* Exercises to complete:
**a)** Rewrite the part of the text on listening and synergy that begins at the words "By understanding and" and stops after "on their own.", replacing "openness" with "honesty".
**b)** In the text on listening and synergy, with what intent do most people listen?
**c)** According to the text on listening and synergy, how are new possibilities uncovered? Explain in one to three sentences.

* Text section:
........
You’ve spent years of your life learning how to read and write, years learning how to speak. But what about listening?

Most person listen with the intent to reply, not to understand. At any given moment, they’re either speaking or preparing to speak. Seeking to understand requires consideration; seeking to be understood requires courage.

6 Major Deposits to Emotional Bank Account

  1. Understanding the individual
  2. Attending to the little things
  3. Keeping commitments
  4. Clarifying expectations
  5. Show personal integrity
  6. Apologizing sincerely when you make a withdrawal


  • Next time you’re watching two people communicating, cover your ears and watch.
    • What emotions are being conveyed that might not come across through words alone?
    • Was 1 person or the other more interested in the conversation?
    • Write down what you observed.
  • Next time you give a presentation, root it in empathy.
    • Begin by describing audience’s point of view in detail.
    • What problems are they facing?
    • How is what you’re about to say offer a solution to their problems?

Habit 6 – Synergize

By understanding and valuing the differences in another person’s perspective, we uncover new possibilities through openness and creativity.

Synergy is when one plus one equals three or more and the whole is greater than the sum of its parts.

For example, when 2 plans grow together, their roots will co-mingle and improve the quality of the soil, so both will grow better than they would on their own.
........
Box-labeled dataset extracts

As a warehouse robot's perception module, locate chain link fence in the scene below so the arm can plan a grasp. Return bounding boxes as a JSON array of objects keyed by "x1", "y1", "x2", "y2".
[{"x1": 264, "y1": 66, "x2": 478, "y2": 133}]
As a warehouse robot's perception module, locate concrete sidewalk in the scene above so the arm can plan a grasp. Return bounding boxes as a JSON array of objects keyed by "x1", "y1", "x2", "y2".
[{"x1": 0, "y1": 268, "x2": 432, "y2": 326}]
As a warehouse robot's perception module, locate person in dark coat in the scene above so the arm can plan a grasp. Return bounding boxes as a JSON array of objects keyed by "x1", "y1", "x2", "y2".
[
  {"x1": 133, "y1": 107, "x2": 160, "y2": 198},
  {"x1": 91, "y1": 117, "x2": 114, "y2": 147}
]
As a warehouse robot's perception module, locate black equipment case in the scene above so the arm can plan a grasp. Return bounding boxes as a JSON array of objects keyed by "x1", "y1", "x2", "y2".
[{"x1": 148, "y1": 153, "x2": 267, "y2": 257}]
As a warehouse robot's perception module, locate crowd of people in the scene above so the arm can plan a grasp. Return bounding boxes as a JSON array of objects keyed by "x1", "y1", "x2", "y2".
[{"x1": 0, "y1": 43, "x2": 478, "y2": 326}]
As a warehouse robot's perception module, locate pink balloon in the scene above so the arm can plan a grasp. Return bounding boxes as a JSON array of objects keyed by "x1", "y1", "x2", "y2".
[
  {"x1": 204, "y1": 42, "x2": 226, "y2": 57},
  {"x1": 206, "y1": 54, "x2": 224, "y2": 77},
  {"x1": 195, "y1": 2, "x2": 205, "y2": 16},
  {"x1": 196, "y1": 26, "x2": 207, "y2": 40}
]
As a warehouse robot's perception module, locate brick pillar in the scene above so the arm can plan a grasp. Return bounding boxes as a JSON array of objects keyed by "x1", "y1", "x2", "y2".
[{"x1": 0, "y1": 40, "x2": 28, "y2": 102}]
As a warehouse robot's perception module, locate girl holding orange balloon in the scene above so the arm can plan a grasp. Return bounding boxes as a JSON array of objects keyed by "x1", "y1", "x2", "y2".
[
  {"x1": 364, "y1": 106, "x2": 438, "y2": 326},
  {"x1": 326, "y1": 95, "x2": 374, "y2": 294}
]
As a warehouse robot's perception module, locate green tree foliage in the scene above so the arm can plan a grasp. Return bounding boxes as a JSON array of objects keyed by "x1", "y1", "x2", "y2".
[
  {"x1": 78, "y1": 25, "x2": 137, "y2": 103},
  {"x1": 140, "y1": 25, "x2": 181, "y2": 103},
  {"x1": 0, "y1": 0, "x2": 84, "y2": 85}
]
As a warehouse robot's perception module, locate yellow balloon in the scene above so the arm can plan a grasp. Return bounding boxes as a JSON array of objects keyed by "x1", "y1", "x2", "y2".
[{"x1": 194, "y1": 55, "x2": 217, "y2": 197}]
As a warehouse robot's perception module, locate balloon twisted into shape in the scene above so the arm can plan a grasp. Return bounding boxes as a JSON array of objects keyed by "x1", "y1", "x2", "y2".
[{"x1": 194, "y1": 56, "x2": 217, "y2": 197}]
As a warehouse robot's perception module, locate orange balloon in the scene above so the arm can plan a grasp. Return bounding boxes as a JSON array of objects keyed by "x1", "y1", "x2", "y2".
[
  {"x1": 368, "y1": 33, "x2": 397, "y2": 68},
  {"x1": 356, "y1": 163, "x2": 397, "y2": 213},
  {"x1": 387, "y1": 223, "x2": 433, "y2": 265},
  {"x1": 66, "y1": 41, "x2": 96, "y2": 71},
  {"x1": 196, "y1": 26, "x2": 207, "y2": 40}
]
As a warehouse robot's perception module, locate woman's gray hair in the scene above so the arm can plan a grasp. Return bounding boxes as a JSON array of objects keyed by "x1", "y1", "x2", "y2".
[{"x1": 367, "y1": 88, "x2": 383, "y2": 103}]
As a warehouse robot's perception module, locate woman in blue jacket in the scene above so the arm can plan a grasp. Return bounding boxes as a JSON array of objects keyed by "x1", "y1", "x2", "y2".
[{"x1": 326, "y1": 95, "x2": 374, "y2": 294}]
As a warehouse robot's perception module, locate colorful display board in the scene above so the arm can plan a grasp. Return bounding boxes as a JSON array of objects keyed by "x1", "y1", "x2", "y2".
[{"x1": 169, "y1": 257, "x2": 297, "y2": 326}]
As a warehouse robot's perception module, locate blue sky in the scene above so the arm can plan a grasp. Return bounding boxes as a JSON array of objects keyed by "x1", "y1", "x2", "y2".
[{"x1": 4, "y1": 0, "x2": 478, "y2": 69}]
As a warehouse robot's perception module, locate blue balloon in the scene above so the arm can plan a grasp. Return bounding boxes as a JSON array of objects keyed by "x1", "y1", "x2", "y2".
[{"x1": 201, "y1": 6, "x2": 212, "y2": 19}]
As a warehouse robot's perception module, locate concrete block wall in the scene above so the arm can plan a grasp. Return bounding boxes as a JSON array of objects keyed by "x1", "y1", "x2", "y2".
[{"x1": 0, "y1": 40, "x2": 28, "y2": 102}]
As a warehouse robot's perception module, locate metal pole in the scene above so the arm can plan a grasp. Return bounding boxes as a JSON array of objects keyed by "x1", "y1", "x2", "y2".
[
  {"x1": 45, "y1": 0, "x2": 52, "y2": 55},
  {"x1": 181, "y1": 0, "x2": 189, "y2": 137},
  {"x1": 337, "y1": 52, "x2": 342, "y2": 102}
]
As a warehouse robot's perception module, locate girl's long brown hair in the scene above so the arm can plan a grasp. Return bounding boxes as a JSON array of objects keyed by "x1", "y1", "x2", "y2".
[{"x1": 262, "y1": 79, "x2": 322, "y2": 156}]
........
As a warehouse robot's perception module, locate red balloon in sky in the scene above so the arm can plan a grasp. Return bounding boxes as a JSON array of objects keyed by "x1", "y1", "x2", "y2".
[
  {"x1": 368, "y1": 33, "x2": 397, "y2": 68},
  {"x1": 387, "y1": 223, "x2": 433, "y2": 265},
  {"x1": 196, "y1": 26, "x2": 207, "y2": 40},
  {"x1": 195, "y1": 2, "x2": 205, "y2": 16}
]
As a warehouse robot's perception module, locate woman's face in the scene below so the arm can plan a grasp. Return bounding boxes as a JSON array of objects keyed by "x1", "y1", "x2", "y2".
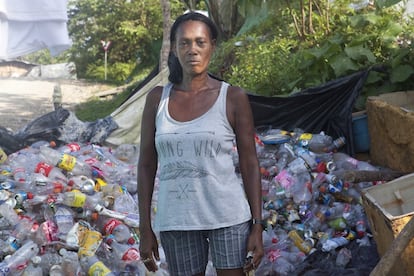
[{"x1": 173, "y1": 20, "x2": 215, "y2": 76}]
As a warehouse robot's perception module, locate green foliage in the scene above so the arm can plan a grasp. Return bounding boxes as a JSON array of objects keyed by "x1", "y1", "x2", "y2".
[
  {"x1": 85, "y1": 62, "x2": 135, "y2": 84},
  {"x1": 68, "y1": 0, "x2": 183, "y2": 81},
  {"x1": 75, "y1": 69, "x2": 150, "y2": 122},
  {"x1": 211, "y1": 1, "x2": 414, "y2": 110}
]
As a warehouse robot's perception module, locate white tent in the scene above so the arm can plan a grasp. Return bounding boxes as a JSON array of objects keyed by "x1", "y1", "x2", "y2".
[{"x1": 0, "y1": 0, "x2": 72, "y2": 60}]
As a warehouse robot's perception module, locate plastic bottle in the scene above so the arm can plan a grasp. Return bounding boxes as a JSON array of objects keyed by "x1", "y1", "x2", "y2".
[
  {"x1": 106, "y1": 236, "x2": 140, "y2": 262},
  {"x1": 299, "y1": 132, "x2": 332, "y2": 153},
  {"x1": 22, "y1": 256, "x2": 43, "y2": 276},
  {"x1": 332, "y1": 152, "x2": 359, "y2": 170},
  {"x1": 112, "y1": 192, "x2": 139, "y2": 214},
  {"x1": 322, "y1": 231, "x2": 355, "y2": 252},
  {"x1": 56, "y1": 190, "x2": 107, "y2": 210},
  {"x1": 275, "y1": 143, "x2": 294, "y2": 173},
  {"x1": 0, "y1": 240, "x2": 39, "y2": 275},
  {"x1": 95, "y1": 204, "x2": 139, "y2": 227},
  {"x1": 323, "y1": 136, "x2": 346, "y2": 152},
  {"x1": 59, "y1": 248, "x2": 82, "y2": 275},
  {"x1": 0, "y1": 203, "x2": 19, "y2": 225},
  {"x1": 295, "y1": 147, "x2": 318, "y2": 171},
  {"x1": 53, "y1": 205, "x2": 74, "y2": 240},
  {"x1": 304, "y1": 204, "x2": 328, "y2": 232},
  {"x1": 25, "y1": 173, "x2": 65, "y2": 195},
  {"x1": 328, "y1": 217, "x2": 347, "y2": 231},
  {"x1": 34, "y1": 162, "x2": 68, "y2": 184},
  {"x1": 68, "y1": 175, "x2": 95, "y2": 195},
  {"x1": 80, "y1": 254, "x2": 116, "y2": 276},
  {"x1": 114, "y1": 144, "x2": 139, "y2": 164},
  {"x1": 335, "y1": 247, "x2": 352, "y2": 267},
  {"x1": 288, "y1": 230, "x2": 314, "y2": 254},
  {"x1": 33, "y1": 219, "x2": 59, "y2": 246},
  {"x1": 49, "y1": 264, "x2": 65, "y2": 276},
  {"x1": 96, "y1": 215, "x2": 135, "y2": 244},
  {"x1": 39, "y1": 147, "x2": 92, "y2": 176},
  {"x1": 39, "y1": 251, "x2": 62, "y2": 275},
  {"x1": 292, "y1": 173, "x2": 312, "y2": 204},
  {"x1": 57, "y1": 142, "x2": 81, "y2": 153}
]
........
* Responses to the exercise:
**a)**
By understanding and valuing the differences in another person’s perspective, we uncover new possibilities through honesty and creativity.

Synergy is when one plus one equals three or more and the whole is greater than the sum of its parts.

For example, when 2 plans grow together, their roots will co-mingle and improve the quality of the soil, so both will grow better than they would on their own.

**b)** They listen with the intent to reply, not to understand.

**c)** New possibilities are uncovered by understanding and valuing the differences in another person's perspective. This happens through openness and creativity.